Revise the rows from the line holding "Task: tag the ladybug's leg" through the line holding "x=86, y=165", both included, by changing "ladybug's leg" to "ladybug's limb" and leaving everything else as it is. Return only those lines.

| DATA |
┄┄┄┄┄┄
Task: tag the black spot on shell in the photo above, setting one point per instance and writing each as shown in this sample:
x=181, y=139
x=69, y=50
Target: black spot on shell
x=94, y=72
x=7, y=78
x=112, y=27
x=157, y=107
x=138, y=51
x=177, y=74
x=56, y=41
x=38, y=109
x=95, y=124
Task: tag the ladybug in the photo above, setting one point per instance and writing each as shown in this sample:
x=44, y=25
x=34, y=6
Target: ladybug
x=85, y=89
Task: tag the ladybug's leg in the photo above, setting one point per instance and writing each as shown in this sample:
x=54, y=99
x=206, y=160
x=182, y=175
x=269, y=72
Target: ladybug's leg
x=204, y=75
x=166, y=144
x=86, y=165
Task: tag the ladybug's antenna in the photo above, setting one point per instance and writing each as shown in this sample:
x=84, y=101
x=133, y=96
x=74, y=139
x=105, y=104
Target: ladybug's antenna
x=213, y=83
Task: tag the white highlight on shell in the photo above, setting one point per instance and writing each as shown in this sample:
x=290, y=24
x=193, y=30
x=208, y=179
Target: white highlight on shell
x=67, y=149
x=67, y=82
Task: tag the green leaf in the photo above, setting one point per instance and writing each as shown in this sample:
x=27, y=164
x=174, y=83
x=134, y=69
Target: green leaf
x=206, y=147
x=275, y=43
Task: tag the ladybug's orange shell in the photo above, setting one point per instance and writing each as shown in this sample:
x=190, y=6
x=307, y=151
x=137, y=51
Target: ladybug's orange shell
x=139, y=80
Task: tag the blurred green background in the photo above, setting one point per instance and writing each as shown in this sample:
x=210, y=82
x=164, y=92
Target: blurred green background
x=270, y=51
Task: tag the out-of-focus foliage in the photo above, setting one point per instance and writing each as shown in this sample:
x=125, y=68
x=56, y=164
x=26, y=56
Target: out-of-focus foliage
┄┄┄┄┄┄
| COMPLETE OUTPUT |
Task: tag the ladybug's limb in the photo above, setting one point per instance and writing each as shown in this sample:
x=54, y=99
x=206, y=160
x=182, y=175
x=269, y=72
Target: ladybug's limb
x=204, y=75
x=166, y=144
x=86, y=165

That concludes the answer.